▶ _TASKS TO CARRY OUT_:
[1] Please output the passage of the post on the Trevince weather station that begins at the words "Trevince is one" and stops after the words "5 years ago.", copying it word for word.
[2] In the post on the Trevince weather station, on what date was the station installed?
[3] For each statement below, tell whether it agrees with the post on the Trevince weather station. Answer yes or no and quote the deciding words. (a) The Met Office assessed Trevince as Class 5. (b) The site lies in a field sloping gently down to the northwest. (c) The Met Office gave its own standard ratings to each category of the site's local attributes.

▶ _EXTRACTED TEXT_:
↓

Author: Iowa Climate Science Education

Trevince DCNN 8936 – Entering the 3rd decade of the 21st Century with 19th Century dross.

50.21853 -5.17480 Met Office CIMO Assessed CLASS 5 repeat CLASS 5 Installed 30/9/2020

I quote

Observations from amateur stations and those not part of the Met Office’s official network cannot be considered for entry into the official records as they’re not subject to the same internationally agreed standards that are required for the official records.”

Trevince is one of the Met Office’s official network, it is an amateur site and one so poor it meets no internationally agreed standards because there are no regulatory conditions to be met for a Class 5 site. It is in fact “Class 5 (additional estimated uncertainty added by siting up to 5 °C)” for which the requirements are “Site not meeting the requirements of class 4.” in other words no conditions at all – JUNK………..and this was installed less than 5 years ago.

The Met Office openly gives the entire reason for running this site as:

“Personal” located in a “Field sloping gently down to SE”. They seem to be so concerned about the site’s local attributes that they cannot even be bothered to evaluate them by giving their own standard ratings to each category. Everything is blank.

↑

▶ _GIVEN INFORMATION_:

↓

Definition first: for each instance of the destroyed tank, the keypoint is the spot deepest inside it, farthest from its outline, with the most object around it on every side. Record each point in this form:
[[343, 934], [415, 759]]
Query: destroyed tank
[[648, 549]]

↑

▶ _WRITTEN RESPONSES_:
[1]
Trevince is one of the Met Office’s official network, it is an amateur site and one so poor it meets no internationally agreed standards because there are no regulatory conditions to be met for a Class 5 site. It is in fact “Class 5 (additional estimated uncertainty added by siting up to 5 °C)” for which the requirements are “Site not meeting the requirements of class 4.” in other words no conditions at all – JUNK………..and this was installed less than 5 years ago.

[2] 30/9/2020

[3]
(a) Yes: "Met Office CIMO Assessed CLASS 5"
(b) No: "Field sloping gently down to SE"
(c) No: "Everything is blank."